What this task involves — Of the lines below, report only those that contain "separate".

#### Data records ####

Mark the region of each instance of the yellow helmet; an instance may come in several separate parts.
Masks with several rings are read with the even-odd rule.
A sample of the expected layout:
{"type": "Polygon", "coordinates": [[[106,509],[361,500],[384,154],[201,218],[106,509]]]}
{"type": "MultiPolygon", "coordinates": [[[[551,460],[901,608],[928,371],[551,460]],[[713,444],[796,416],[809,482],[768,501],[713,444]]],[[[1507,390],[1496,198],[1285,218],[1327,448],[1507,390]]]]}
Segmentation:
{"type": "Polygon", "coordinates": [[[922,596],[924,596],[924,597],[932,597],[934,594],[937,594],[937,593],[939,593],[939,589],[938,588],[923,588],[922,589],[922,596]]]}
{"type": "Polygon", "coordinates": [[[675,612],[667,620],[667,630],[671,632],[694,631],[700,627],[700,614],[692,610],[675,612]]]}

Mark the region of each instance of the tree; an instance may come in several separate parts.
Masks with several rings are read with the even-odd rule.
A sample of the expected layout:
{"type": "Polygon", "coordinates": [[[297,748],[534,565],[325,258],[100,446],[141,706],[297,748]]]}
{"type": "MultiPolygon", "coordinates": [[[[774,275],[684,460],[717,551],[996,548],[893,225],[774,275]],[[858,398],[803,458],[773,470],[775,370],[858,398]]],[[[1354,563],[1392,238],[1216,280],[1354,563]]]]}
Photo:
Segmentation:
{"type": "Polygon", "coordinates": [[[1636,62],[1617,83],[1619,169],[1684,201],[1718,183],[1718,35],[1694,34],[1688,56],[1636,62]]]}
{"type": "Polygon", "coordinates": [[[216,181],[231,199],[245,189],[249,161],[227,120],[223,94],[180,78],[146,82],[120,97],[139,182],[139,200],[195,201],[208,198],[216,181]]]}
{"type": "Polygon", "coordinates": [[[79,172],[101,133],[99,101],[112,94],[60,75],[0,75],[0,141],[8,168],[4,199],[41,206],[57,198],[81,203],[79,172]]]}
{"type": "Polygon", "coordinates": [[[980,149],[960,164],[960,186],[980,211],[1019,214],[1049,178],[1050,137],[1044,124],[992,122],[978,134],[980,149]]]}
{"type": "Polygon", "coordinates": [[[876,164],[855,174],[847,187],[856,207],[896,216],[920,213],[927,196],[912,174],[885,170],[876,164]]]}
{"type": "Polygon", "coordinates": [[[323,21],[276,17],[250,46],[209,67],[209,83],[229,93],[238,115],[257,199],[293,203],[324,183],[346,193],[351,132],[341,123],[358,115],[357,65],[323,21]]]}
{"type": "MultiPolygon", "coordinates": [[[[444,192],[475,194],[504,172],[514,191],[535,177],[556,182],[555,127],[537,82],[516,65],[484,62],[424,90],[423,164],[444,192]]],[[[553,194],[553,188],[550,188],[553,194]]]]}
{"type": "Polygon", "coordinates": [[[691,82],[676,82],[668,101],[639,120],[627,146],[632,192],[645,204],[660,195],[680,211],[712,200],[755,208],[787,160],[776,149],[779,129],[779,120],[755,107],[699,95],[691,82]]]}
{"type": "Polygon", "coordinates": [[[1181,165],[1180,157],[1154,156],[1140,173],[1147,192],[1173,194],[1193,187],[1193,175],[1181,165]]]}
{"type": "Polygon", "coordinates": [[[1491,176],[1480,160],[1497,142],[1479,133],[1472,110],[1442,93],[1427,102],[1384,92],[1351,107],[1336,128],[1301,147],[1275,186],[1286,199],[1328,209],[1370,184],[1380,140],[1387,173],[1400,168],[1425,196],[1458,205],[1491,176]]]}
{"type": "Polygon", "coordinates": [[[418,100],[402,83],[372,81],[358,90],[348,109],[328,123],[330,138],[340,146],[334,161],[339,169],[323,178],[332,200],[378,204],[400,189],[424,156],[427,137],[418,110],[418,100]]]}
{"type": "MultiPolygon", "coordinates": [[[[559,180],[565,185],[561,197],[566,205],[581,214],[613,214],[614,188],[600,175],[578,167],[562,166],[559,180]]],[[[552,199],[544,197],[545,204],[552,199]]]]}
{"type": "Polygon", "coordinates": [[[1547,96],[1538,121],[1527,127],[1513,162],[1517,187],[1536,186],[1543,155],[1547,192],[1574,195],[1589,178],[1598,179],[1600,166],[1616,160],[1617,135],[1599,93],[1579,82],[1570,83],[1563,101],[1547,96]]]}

####

Written solution —
Mark the region of each instance of the yellow helmet; an instance may come in several separate parts.
Mark the region of each instance of the tree; an instance may come in several separate parts.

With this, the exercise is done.